## Start Working data
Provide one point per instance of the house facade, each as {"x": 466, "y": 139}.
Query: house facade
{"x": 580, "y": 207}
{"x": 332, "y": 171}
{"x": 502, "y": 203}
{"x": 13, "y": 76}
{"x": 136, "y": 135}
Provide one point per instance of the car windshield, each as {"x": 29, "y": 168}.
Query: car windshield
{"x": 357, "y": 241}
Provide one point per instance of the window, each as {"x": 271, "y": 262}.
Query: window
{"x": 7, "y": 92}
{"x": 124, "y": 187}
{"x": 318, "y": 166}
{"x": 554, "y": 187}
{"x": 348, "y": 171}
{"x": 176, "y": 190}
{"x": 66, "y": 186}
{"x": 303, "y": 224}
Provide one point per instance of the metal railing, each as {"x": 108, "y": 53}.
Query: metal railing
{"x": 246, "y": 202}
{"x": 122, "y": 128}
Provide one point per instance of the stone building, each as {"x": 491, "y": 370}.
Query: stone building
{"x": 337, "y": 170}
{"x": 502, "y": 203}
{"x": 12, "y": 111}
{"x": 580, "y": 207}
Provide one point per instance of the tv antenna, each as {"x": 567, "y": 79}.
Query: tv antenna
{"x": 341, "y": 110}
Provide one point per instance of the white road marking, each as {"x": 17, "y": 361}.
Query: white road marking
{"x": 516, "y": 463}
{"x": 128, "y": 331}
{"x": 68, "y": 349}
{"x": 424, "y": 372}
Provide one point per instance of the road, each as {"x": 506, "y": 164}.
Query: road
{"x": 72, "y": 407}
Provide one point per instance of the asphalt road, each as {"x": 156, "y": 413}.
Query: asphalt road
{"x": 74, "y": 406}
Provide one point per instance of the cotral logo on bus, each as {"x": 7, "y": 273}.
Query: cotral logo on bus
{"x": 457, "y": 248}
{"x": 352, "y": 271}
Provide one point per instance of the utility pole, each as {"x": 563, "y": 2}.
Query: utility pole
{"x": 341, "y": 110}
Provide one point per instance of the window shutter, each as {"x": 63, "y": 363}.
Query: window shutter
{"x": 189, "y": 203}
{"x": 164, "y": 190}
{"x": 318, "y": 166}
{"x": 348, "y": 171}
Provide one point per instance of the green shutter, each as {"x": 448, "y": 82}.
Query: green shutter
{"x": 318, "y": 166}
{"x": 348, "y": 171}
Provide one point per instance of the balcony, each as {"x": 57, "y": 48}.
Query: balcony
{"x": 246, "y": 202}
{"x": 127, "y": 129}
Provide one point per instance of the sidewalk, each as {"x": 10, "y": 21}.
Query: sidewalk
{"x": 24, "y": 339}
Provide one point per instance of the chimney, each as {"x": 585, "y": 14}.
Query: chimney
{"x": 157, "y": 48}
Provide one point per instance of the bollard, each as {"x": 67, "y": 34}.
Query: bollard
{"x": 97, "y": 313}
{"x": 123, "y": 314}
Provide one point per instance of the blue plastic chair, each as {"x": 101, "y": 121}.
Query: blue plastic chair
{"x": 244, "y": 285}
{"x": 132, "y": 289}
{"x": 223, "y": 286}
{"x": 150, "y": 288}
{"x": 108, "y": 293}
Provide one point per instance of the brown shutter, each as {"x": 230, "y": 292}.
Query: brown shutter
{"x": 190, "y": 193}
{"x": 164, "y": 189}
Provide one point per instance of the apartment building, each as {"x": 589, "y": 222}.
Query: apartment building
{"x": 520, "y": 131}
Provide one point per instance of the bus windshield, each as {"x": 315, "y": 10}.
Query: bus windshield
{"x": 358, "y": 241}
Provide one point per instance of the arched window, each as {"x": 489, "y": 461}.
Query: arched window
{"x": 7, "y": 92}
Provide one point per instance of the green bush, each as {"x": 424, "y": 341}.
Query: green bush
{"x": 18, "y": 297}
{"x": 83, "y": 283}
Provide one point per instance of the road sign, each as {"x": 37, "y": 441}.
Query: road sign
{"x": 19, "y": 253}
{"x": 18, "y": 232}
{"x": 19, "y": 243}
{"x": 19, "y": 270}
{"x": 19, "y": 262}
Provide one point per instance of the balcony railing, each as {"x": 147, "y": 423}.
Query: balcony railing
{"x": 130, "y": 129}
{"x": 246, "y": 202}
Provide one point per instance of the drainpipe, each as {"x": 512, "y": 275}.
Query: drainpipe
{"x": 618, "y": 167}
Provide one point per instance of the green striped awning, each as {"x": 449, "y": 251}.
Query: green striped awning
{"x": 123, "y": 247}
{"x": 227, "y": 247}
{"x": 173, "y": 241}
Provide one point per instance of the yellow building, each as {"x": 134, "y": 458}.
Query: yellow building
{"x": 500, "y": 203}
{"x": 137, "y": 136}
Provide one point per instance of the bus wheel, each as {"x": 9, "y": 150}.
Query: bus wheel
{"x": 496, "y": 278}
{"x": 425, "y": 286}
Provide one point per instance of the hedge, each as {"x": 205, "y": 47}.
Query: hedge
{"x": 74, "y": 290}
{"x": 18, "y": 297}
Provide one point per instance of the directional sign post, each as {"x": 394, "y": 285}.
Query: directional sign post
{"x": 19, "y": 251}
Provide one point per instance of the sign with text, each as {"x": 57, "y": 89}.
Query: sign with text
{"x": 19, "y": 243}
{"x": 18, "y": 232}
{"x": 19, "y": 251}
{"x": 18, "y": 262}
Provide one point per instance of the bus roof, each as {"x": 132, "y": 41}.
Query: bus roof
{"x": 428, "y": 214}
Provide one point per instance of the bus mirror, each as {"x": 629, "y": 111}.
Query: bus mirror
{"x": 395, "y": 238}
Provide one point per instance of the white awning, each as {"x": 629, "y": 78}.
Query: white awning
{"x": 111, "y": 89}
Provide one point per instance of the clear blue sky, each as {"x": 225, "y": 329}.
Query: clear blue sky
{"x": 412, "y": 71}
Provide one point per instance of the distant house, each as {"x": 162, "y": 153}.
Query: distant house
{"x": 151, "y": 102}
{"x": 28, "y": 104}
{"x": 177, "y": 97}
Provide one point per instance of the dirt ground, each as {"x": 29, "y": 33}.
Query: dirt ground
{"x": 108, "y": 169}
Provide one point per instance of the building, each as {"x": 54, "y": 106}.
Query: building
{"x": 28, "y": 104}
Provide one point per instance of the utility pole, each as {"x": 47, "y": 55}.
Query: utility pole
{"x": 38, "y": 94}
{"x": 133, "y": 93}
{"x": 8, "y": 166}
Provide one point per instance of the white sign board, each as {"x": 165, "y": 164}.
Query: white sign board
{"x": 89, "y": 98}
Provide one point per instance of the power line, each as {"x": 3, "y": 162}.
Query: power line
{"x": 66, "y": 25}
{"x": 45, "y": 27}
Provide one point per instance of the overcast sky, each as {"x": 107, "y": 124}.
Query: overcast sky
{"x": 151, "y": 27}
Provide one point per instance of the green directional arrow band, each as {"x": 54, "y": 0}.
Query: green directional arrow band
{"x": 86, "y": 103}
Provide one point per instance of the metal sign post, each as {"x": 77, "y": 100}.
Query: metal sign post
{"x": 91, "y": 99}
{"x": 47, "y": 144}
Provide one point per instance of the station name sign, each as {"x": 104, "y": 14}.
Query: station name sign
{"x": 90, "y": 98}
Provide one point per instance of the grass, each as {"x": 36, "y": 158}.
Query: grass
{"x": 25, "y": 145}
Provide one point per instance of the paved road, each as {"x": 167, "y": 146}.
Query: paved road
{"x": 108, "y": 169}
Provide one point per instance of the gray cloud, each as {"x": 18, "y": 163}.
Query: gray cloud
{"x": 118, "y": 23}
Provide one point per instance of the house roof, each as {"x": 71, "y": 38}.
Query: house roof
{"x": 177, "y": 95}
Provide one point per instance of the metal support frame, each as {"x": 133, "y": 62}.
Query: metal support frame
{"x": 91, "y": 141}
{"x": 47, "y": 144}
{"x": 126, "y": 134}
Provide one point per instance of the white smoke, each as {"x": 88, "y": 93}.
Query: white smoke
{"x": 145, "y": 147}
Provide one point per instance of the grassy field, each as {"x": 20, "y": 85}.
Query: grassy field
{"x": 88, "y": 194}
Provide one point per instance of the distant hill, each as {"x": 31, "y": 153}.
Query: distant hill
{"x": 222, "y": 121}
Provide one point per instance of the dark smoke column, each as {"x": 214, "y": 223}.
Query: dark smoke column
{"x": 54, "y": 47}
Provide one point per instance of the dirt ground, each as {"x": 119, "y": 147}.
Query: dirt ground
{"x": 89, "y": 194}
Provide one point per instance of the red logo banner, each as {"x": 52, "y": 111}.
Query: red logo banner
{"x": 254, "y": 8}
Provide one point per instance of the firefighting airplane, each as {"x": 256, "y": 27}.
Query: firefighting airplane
## End Working data
Goal.
Only the lines from the one containing "Provide one point per instance of the house roof, each" through the end of the entries above belong in the answer; repeat them exactly.

Answer to the problem.
Provide one point per instance of the house roof, each as {"x": 71, "y": 38}.
Query: house roof
{"x": 177, "y": 95}
Provide one point per instance of the metal support frame, each as {"x": 133, "y": 62}.
Query: metal support frame
{"x": 91, "y": 141}
{"x": 47, "y": 144}
{"x": 126, "y": 134}
Provide one point per instance of the white smoke, each as {"x": 88, "y": 93}.
Query: white smoke
{"x": 145, "y": 147}
Provide one point per instance of the grassy field, each as {"x": 20, "y": 85}.
Query: grassy field
{"x": 88, "y": 194}
Provide one point per instance of the distant hill, each as {"x": 31, "y": 153}.
Query: distant hill
{"x": 222, "y": 121}
Provide one point per instance of the dark smoke column, each as {"x": 214, "y": 223}.
Query: dark smoke column
{"x": 54, "y": 47}
Provide one point per instance of the dirt ground, each as {"x": 119, "y": 147}.
Query: dirt ground
{"x": 89, "y": 194}
Provide one point per instance of the red logo banner, each as {"x": 52, "y": 111}.
Query: red logo banner
{"x": 254, "y": 8}
Provide one point per instance of the firefighting airplane, each as {"x": 256, "y": 27}.
Query: firefighting airplane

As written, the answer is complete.